**GOAL:**
Repeat the records verbatim and leave the pictures out of your copy.

**GIVEN INFORMATION:**

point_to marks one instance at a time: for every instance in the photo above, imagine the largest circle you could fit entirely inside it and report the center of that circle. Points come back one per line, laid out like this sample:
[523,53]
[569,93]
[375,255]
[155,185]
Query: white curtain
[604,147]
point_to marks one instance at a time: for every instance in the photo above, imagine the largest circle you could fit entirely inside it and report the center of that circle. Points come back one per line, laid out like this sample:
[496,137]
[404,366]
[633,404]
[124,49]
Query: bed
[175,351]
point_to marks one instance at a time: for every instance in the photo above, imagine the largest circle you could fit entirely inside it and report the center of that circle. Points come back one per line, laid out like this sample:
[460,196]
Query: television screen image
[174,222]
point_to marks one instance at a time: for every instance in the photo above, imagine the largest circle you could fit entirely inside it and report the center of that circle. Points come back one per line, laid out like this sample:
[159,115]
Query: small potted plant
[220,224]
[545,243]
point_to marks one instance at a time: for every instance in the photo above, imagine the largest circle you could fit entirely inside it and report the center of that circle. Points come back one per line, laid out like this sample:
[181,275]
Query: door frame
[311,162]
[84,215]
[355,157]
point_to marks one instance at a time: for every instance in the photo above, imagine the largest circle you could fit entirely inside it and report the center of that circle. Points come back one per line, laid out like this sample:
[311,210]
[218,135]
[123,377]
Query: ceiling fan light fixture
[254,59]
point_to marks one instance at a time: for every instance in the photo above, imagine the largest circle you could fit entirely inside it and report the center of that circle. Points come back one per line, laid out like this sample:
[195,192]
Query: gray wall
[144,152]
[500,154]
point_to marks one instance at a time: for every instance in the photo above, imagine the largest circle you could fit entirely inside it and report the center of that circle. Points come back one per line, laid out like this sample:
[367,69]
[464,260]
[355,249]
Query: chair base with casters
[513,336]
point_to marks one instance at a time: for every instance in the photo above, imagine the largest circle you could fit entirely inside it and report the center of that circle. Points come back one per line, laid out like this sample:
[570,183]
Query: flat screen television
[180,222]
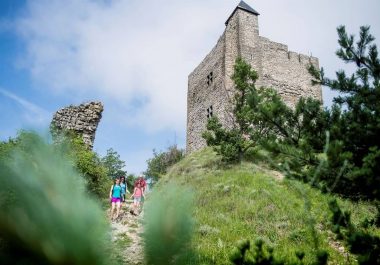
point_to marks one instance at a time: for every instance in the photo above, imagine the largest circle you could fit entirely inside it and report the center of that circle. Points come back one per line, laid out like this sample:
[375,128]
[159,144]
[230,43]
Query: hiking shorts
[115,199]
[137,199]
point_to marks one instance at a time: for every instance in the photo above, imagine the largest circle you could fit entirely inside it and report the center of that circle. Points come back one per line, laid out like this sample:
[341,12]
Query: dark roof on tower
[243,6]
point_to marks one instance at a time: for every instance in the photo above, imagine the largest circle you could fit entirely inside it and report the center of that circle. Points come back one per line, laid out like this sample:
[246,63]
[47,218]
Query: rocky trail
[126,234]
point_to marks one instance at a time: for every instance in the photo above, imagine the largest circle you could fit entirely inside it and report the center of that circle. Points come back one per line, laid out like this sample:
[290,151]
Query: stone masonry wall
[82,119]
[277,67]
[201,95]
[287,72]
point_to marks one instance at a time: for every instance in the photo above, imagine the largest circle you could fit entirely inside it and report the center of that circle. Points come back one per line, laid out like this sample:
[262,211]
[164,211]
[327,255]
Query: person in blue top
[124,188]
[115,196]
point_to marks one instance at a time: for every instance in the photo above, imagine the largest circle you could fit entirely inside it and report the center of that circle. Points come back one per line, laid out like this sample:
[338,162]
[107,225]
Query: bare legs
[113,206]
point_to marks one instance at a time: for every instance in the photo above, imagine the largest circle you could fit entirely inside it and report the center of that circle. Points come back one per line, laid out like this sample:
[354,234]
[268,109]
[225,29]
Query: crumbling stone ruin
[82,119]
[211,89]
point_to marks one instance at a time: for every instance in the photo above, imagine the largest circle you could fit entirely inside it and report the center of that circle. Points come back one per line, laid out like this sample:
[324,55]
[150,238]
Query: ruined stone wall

**FINAL RESULT:**
point_to marks one instance at a time: for every instance in the photo above, imagine the largest circle you could fit entirely inside it and report the center of that circle. Points come back one per line, laid out like this sample:
[523,53]
[569,93]
[375,255]
[155,185]
Query: white curtain
[604,147]
point_to marks one instance at a time: for every instance in the photo above, imagine the largest circle you could fit entirely inside it and report the center of that circle. Points come back one per line, laid out like this sample:
[496,137]
[404,366]
[633,404]
[124,49]
Query: bed
[175,351]
point_to marks one instance at a time: for every instance in the photo above, imagine the largest circle you could fit entirely inside it and report the center of that circle. Points come back one per line, laid out like this sample:
[460,196]
Query: television screen image
[174,222]
point_to marks one instance at a time: for every instance in the photo above, imagine the largest circle you could fit entirely inside it and report the center of that circle. Points come back one per line, laid out like this sample:
[159,115]
Query: small potted plant
[220,224]
[545,243]
point_to marks one instance at a time: for every instance in the photo above, imagine the largest circle you could fit entirely inside it and report the center of that circle. Points come back one per line, laid out like this sample:
[181,275]
Query: door frame
[311,162]
[84,215]
[355,157]
point_to marks one instance at a time: for every instance in the photo above, imagine the largest circle you could fit entirely inside it and report the center of that circle. Points come back one per line, laid out like this sample:
[311,210]
[218,135]
[123,377]
Query: ceiling fan light fixture
[254,59]
point_to marks one instance at a time: for every instance in the photo above, imagine the largest circle you could fit entirely inside it and report the center of that circle. Points come back one per line, laid out like this sample:
[195,192]
Query: gray wall
[144,152]
[500,154]
point_to marks one instance at a time: for every instance in the photo above, imagine the largest circle you could fit entirely inside it and report the center of that circle. Points come back one per line, laid out like this sample:
[367,69]
[464,260]
[355,249]
Query: chair base with casters
[513,336]
point_to marks one instance at a time: for every instance in the photo above, imagine the largest circle you could fit entirely inside it and report the center of that circle. Points come back one per line, laid out like this sample:
[570,183]
Query: flat screen television
[180,222]
point_to marks one instance at a time: for every instance in the photo above, imagine the largest circle you could fit entirely inside it and report the center of that circle. Points come back one per line, laid out like this sample:
[375,128]
[159,144]
[230,43]
Query: hiking shorts
[115,199]
[137,199]
point_to marks one instance at a time: for every instance in the photo above, imagine the largest circle you could fit entirely inside it and report the center of that circle. Points come back one per line, laid out like this sample:
[341,12]
Query: dark roof on tower
[243,6]
point_to marks one instance at a time: for every instance in the photo above, imagine the largest circle you could fit entirely inside it and report the center of that circle. Points come back one per line, laid out like this sample:
[246,63]
[47,218]
Query: rocky trail
[126,234]
point_to marks one instance at a time: for every instance in the photo above, imagine the largest circle you could fit entirely inside it and report the center of that circle. Points come back one per line, laid out like this sample:
[290,151]
Query: stone masonry wall
[82,119]
[277,67]
[201,95]
[287,72]
point_to marks one instance at a time: for every instance in the photo above, imagine the largest circle you could fit entirely inside it and report the center of that circle. Points come back one per line, laid out like this sample:
[262,211]
[164,211]
[327,255]
Query: person in blue top
[124,188]
[115,196]
point_to marks one instance at a time: for every instance in the photo above, imagine the largest circle you could fit entirely inside it and report the center of that circle. Points come back one per line, laid out like this sample:
[338,162]
[107,225]
Query: bare legs
[113,206]
point_to marks one instance at a time: for every instance in the photo above, imagine the largest circle you could fit entirely inside it and report the center of that circle. Points come back one per line, laid out like this sample:
[354,234]
[268,109]
[225,29]
Query: crumbling stone ruin
[82,119]
[211,89]
point_to marks one instance at a time: for every instance in the photo above, imagine the largest circle you could fit entirely inside it and report the center of that circle. Points come back one per line, laid out like this sample:
[324,55]
[150,238]
Query: ruined stone wall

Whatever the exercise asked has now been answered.